▶ [Provided passage]
----

Total Recall

After counting 1.3 million signatures, the Secretary of State for California has stated California Governor Gray Davis will face a recall election in the next 60 to 80 days. Because of Davis’ inept leadership the state of California faces a $38 billion deficit, a deficit that Davis attempted to conceal during the 2002 elections. Davis deserves to be recalled for his ineptitude, and hopefully the people of California will find someone better.

5 thoughts on “Total Recall

  1. Because of George Bush’s inept leadership, the nation of the United States faces a $455 billion deficit, a deficit Bush tried to conceal through the 2002 elections. Bush deserves to be recalled for his ineptitude, and hopefully the people of America will find someone better.

  2. I don’t think that anyone care about a few billions.(455 is not so big anyway)…
    he should cut healthcare and social advantages for the numerous lazy profiteers of the system.

  3. 455 Billion doesn’t seem so big- until you realize that it’s only being compounded with the national debt we already face, and, with our slowed rate of economic growth and Bush’s increased rate of millitary and bureaucratic growth, the deficits are only going to get worse. The next president will face a national debt that will put the one racked up by Reagan to shame.

----

▶ [Extracted information]
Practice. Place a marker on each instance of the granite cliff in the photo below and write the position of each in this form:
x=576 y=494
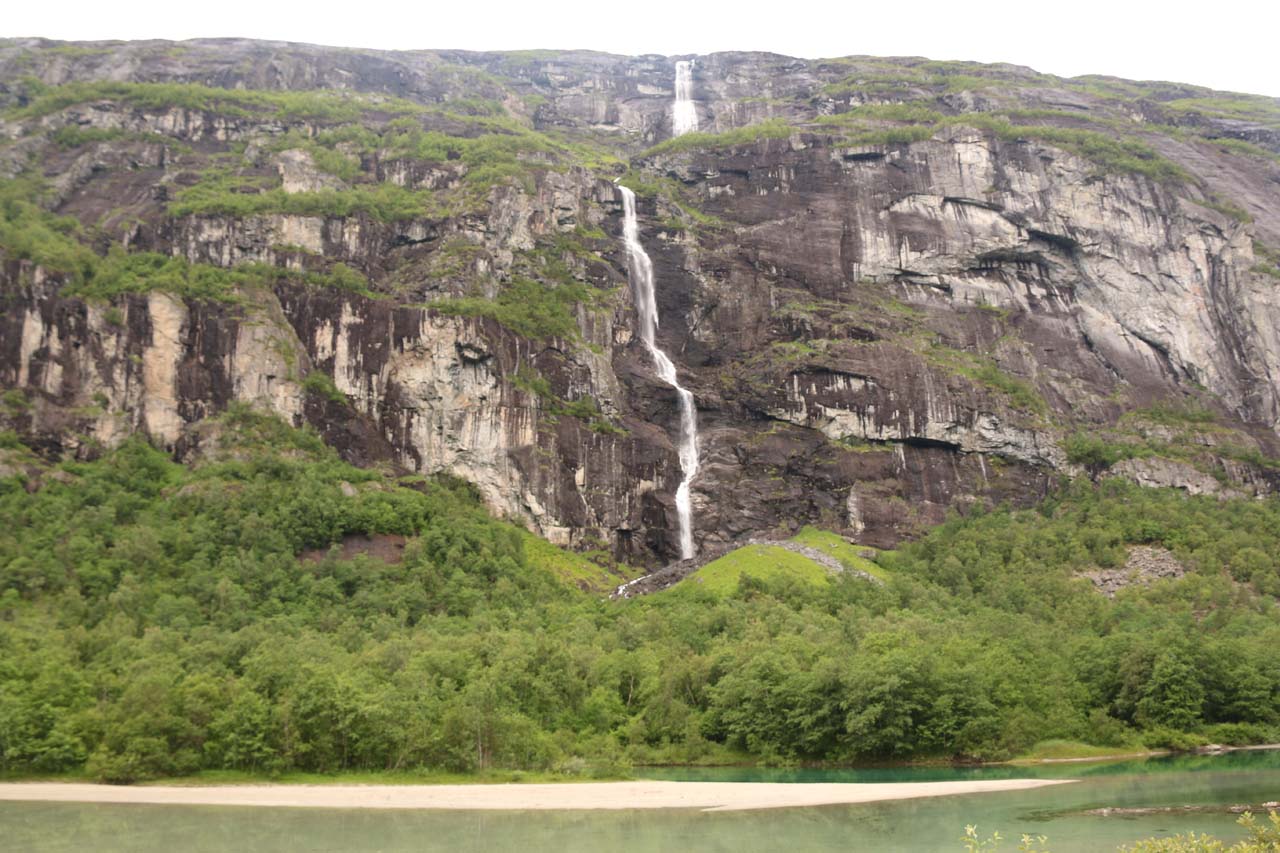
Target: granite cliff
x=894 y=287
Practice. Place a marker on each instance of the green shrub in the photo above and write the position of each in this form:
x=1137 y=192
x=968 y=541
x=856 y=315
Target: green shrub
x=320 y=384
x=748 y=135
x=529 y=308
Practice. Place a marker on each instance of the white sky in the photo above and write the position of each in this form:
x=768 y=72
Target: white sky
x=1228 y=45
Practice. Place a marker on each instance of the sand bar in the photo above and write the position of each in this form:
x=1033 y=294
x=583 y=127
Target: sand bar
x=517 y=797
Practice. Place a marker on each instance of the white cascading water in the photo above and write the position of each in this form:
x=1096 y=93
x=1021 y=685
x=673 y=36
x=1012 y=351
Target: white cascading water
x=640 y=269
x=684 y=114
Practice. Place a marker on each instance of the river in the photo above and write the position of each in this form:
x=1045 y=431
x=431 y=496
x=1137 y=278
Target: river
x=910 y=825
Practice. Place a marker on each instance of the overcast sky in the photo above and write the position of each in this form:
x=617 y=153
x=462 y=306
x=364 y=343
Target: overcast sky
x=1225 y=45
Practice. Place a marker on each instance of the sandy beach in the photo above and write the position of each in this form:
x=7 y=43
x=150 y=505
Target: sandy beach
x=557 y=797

----

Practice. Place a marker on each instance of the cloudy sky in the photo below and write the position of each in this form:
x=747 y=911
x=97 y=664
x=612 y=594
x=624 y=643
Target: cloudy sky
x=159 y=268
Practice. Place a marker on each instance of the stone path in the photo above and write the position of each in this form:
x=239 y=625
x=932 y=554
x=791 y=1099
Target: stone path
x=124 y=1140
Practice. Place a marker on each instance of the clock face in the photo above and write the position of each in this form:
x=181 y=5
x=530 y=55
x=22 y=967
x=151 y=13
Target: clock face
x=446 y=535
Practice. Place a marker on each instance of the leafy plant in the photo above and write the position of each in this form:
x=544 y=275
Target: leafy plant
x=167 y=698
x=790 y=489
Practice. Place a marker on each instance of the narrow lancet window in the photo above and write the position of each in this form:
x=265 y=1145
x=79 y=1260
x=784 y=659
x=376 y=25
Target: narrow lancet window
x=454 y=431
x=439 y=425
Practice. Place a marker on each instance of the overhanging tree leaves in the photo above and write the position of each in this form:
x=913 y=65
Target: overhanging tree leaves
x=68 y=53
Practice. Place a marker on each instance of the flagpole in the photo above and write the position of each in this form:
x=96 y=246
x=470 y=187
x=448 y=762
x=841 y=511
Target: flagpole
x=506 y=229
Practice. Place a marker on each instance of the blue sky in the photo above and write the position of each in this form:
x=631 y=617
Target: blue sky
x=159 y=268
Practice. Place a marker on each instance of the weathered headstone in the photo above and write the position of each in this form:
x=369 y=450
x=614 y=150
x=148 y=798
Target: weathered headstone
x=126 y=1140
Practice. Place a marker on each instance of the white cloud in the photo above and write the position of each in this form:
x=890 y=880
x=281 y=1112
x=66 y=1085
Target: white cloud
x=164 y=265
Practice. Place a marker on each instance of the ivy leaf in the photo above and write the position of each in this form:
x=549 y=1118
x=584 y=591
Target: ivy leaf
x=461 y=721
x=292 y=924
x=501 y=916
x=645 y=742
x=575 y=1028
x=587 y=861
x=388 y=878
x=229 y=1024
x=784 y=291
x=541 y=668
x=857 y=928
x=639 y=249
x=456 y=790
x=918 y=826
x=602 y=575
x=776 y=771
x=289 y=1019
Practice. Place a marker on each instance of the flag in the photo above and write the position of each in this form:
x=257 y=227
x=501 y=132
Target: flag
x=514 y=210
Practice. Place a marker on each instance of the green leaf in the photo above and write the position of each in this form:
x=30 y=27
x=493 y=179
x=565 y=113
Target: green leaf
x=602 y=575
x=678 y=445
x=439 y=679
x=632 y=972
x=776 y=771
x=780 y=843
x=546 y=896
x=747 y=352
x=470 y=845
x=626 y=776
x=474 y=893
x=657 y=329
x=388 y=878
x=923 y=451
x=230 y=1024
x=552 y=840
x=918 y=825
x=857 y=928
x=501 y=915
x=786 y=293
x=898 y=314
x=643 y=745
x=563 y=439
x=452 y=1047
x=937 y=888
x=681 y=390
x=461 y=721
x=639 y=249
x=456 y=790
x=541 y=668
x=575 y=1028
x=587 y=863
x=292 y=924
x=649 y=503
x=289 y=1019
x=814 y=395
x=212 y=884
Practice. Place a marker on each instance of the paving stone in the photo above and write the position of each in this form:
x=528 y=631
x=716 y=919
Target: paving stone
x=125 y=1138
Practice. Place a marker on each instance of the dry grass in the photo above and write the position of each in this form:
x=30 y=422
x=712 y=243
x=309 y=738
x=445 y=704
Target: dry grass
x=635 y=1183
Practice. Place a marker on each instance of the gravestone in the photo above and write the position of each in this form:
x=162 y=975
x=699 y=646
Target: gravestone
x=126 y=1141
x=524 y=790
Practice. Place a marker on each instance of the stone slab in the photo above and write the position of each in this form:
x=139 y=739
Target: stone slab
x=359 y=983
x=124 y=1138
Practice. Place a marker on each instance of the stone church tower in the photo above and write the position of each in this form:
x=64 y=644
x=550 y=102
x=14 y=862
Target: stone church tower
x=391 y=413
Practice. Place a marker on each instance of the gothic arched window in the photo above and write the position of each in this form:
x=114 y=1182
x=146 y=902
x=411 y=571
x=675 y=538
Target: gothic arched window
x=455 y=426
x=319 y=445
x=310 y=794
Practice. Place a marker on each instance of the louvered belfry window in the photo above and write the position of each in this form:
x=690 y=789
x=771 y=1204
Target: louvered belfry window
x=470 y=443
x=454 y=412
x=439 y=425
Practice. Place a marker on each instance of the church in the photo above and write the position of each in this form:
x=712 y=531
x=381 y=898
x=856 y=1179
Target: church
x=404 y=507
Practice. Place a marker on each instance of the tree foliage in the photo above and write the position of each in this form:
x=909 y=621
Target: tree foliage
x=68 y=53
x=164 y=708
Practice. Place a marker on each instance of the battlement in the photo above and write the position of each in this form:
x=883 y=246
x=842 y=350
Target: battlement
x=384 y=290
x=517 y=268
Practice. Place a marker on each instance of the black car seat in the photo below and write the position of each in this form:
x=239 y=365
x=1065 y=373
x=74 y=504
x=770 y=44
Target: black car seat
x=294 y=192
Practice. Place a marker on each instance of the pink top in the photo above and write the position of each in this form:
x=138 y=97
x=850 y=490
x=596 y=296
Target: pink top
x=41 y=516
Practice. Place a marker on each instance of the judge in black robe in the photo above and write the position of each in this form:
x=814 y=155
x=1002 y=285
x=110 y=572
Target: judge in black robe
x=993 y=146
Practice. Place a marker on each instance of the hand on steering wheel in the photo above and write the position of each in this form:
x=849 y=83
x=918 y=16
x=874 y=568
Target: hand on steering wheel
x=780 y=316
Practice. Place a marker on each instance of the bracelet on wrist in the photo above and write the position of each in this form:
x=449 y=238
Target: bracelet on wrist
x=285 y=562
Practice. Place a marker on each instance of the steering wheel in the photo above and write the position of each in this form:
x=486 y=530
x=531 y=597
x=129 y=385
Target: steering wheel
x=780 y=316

----

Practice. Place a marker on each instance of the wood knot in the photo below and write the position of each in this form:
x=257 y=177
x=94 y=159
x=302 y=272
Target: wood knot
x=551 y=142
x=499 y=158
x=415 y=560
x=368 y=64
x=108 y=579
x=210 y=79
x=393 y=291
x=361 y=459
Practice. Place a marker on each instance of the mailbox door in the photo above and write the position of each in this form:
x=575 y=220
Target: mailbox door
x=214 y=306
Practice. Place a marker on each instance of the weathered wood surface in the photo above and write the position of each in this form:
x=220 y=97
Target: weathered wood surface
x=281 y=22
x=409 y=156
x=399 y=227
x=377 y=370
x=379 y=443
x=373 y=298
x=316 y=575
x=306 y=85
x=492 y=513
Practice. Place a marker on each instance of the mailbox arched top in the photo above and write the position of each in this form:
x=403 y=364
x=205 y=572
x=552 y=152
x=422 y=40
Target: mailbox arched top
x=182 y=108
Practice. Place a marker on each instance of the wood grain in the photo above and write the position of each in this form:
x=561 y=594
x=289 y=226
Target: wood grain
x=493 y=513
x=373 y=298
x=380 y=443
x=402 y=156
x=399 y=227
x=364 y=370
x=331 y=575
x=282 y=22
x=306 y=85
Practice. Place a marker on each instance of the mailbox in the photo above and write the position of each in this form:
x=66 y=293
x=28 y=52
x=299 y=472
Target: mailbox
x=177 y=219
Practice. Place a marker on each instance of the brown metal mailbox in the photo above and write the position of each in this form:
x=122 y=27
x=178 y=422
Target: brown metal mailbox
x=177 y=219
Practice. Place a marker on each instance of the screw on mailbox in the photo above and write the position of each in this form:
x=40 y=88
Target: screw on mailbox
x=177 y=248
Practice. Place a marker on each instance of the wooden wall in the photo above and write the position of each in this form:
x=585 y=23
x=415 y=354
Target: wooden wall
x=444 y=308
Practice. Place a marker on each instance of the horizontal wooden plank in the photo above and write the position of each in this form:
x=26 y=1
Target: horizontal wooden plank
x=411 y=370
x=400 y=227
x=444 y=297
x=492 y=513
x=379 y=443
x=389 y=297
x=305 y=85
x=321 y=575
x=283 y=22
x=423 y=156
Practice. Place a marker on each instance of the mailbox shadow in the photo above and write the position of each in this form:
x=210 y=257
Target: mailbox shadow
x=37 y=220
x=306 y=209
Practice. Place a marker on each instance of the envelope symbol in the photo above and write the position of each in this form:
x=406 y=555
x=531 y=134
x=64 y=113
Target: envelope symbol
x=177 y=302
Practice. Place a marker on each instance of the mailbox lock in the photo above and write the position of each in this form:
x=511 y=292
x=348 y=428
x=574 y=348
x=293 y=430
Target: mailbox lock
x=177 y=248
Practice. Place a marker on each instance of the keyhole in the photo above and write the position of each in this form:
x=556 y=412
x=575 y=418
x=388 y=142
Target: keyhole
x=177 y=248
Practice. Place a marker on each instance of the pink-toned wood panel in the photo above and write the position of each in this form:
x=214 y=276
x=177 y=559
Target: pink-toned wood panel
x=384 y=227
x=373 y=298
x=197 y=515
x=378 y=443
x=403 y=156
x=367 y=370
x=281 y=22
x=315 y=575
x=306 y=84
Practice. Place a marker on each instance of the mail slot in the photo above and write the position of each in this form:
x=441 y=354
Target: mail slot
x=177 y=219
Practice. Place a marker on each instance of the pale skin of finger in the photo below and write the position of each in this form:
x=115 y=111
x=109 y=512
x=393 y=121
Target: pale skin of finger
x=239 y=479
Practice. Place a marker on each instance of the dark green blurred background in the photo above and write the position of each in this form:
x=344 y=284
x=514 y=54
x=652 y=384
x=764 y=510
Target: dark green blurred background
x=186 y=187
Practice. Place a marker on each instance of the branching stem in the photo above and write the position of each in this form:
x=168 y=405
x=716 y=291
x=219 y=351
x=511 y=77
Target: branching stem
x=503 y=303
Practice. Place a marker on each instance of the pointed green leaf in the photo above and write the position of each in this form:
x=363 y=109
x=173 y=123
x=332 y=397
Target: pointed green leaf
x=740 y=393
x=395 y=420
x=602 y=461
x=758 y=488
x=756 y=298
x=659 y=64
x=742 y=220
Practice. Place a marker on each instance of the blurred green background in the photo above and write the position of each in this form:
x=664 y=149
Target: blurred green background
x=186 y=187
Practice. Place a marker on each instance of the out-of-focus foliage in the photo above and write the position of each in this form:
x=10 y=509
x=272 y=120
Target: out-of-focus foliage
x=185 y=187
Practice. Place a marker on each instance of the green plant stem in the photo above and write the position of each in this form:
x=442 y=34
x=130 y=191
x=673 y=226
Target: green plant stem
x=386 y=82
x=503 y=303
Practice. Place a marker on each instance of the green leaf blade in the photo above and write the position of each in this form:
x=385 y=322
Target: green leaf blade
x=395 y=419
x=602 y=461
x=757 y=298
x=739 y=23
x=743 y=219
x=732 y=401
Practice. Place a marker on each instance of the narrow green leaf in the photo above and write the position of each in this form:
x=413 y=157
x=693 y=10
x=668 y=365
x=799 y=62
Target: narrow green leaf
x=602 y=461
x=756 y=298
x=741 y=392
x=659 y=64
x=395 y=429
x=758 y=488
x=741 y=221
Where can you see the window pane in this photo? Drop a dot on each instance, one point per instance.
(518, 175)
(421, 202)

----

▶ [Exercise A]
Name every person identified by name in the Total Recall post, including its comments.
▶ [Exercise B]
Please condense the paragraph of the Total Recall post that begins "After counting 1.3 million signatures" into a short bulleted list that keeps its main facts.
▶ [Exercise C]
Carry on the Total Recall post from the end of its third comment.

▶ [Reply A]
Gray Davis
George Bush
Reagan

▶ [Reply B]
- California's Secretary of State counted 1.3 million signatures and announced that Governor Gray Davis will face a recall election in 60 to 80 days.
- Under Davis's leadership, California faces a $38 billion deficit, which he tried to hide during the 2002 elections.
- The writer says Davis should be recalled for ineptitude and hopes Californians find someone better.

▶ [Reply C]
  4. I’m rather sanguine about deficits because all federal budgeting is largely illusory anyway. The deficit that exists now is cause for concern, no doubt. However, if the economy takes off, the deficit could disappear in only a few years. The biggest concerns we face aren’t deficits: they’re winning the war on terror (as nebulous a concept that might be) and getting the economy running. If those two objectives are met, the deficits will disappear by themselves.

    Or a better way to put it, deficits are the symptom of the larger disease which is economic weakness. Trying to pay down the deficit is like treating a disases symptomatically – it’s not a good long-term strategy. Attacking the root issue of the economy is the best way of minimizing the deficit.

  5. By responding to the concept of deficits with a yawn, you have nullified your primary justification for recalling Governor Gray Davis. The deficit Davis resides over is a mere eight percent of the deficit Bush resides over, so your spin machine endorsing the Davis recall had better devise a more consistent rationale than the one you put forward.

    Conservatives argued the dynamic scoring fallacy throughout the 1980’s, fantasizing that the economic boom that would be generated by tax cuts would create a revenue surge that would erase surging deficits. The surge never happened. Before you hit me with the usual lies about profligate Congressional spending and doubling of revenues, let me repeat for the umptieth time the reality. Revenues did double in the 1980’s, but almost always do over the span of ten years, and 80’s revenue growth lagged behind revenue growth of the 1970’s and 1990’s. Congressional spending in the 1980’s was slightly higher in real dollars than average, but the bulk of the increase went to Reagan-endorsed defense spending while social spending was cut drastically. Meanwhile, Reagan signed all eight budgets that came from the four Congresses he worked with, and neither Tip O’Neill, Jim Wright or Tom Foley was holding a gun to his head as he signed them.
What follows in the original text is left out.